Task> Edit the listing starting at its first line and ending at the line that contains "point(336, 75)", replacing "put a marker on" with "mark" and leaving everything else unchanged. Return only those lines.

-- START Supplied records --

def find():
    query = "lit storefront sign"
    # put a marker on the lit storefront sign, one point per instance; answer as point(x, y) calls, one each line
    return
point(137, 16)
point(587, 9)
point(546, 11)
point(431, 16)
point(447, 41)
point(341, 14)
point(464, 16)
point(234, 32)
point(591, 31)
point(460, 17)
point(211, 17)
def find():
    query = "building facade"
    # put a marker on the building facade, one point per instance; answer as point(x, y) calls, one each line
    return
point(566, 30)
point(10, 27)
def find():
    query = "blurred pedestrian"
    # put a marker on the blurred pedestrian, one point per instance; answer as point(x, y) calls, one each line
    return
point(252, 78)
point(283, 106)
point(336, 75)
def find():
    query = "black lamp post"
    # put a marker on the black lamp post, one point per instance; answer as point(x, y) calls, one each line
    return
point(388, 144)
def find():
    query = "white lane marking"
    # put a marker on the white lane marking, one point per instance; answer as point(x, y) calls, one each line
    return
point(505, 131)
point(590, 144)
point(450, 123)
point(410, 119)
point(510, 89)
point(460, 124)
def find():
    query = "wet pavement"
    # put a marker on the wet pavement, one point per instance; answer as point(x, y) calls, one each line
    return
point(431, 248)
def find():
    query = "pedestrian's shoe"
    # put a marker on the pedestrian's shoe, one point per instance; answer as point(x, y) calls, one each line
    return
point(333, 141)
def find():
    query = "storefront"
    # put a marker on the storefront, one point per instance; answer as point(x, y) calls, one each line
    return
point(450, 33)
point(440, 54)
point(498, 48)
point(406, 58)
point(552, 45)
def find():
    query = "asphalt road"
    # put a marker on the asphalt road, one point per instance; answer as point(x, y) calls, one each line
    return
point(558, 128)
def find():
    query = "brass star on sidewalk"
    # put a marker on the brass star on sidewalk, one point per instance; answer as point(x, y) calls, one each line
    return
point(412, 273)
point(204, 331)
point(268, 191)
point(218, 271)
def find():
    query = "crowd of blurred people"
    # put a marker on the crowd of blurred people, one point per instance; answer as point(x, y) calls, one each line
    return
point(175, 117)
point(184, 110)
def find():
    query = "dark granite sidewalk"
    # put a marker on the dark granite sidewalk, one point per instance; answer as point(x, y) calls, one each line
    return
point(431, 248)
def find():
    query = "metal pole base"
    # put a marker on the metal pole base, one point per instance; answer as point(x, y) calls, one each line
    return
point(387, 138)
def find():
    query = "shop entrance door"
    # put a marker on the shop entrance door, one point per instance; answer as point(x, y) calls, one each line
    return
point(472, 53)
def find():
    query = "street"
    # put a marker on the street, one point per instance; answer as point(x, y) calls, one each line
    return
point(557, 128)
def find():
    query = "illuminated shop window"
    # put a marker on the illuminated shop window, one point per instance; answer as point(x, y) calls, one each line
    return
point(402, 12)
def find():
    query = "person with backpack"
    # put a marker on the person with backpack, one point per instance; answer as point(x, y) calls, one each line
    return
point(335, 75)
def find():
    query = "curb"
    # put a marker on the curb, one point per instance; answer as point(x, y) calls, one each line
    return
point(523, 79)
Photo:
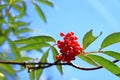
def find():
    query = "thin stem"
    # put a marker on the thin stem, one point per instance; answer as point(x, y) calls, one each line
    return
point(46, 65)
point(8, 11)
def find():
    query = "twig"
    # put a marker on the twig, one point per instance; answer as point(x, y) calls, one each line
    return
point(46, 65)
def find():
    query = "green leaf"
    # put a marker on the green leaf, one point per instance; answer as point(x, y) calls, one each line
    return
point(7, 68)
point(88, 60)
point(110, 66)
point(22, 10)
point(32, 75)
point(14, 49)
point(89, 38)
point(39, 11)
point(21, 23)
point(22, 59)
point(55, 53)
point(36, 39)
point(2, 39)
point(113, 54)
point(38, 74)
point(49, 3)
point(34, 46)
point(2, 76)
point(24, 30)
point(3, 6)
point(43, 59)
point(111, 39)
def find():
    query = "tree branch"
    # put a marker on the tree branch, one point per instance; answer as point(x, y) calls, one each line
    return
point(46, 65)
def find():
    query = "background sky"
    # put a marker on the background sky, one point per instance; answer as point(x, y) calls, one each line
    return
point(78, 16)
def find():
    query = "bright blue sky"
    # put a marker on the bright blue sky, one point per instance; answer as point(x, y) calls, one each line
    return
point(79, 16)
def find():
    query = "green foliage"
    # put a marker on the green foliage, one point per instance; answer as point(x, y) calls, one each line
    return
point(39, 11)
point(7, 68)
point(89, 38)
point(55, 53)
point(113, 54)
point(106, 64)
point(46, 2)
point(32, 75)
point(111, 39)
point(14, 49)
point(12, 13)
point(43, 59)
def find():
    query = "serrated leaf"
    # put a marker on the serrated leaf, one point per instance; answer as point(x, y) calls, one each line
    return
point(49, 3)
point(3, 6)
point(2, 76)
point(14, 49)
point(89, 38)
point(111, 39)
point(110, 66)
point(36, 39)
point(34, 46)
point(113, 54)
point(55, 53)
point(38, 74)
point(24, 30)
point(43, 59)
point(22, 59)
point(32, 75)
point(21, 23)
point(22, 10)
point(88, 60)
point(39, 11)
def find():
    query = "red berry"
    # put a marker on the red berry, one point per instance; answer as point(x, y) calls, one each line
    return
point(69, 47)
point(62, 34)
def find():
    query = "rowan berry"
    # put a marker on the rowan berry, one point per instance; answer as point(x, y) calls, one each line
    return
point(69, 47)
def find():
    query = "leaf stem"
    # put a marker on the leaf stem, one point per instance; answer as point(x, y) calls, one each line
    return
point(27, 65)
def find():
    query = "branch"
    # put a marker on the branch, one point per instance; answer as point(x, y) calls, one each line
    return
point(46, 65)
point(8, 11)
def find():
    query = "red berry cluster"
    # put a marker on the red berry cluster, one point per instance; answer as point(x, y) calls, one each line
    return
point(69, 47)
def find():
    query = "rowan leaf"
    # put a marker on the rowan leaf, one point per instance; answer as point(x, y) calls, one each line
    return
point(35, 39)
point(111, 39)
point(89, 38)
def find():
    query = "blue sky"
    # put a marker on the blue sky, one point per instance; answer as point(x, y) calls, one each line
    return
point(78, 16)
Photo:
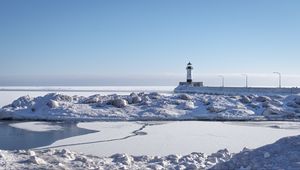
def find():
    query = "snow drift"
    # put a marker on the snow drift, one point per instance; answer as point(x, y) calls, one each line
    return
point(283, 154)
point(154, 106)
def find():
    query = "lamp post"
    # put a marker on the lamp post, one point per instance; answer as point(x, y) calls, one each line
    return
point(279, 76)
point(246, 78)
point(222, 77)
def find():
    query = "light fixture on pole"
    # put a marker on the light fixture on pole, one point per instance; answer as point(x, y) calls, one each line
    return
point(246, 78)
point(279, 76)
point(222, 77)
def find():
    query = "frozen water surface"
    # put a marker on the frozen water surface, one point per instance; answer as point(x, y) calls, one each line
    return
point(174, 137)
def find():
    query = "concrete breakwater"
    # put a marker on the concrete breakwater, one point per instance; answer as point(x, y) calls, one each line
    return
point(235, 90)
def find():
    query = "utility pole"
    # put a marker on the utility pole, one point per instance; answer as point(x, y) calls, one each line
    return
point(279, 76)
point(246, 77)
point(223, 80)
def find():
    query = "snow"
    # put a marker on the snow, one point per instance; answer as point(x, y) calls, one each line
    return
point(66, 159)
point(179, 137)
point(283, 154)
point(154, 106)
point(36, 126)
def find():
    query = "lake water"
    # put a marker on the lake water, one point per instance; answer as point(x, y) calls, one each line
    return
point(137, 138)
point(140, 138)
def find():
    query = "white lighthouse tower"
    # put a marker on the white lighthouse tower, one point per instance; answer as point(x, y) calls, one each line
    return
point(189, 69)
point(189, 80)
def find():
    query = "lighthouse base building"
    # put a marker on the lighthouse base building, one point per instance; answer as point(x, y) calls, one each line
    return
point(189, 80)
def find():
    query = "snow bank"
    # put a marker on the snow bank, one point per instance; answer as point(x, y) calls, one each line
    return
point(65, 159)
point(154, 106)
point(283, 154)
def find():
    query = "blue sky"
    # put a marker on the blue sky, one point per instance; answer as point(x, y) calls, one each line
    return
point(148, 42)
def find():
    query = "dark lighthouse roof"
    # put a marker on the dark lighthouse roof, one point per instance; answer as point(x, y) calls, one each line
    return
point(189, 66)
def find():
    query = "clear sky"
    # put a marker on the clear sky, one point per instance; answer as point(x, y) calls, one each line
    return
point(148, 42)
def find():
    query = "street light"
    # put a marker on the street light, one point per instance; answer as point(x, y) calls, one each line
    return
point(246, 76)
point(279, 76)
point(222, 77)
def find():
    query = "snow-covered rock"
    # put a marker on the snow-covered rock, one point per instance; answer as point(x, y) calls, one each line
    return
point(53, 104)
point(120, 103)
point(283, 154)
point(245, 99)
point(263, 99)
point(185, 97)
point(22, 101)
point(188, 105)
point(144, 106)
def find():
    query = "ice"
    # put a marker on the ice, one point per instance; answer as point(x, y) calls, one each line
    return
point(36, 126)
point(283, 154)
point(153, 106)
point(163, 138)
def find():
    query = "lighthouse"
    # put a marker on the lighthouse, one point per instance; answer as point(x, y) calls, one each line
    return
point(189, 69)
point(189, 81)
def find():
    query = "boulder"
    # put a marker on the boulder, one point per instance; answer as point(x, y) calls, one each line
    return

-- END Supplied records --

Reply>
def find():
    query = "lit storefront sign"
    # mark the lit storefront sign, one point per instance; answer as point(x, y) calls, one each line
    return
point(137, 16)
point(587, 9)
point(546, 11)
point(431, 16)
point(447, 41)
point(341, 14)
point(464, 16)
point(234, 32)
point(591, 31)
point(460, 17)
point(211, 17)
def find():
    query = "building facade"
    # mark the building facade, one point per instance; answer as point(x, y) calls, one each line
    return
point(566, 30)
point(10, 27)
def find():
    query = "blurred pedestrian"
    # mark the blurred pedestrian, one point per instance; answer as point(x, y) calls, one each line
    return
point(252, 78)
point(283, 106)
point(336, 75)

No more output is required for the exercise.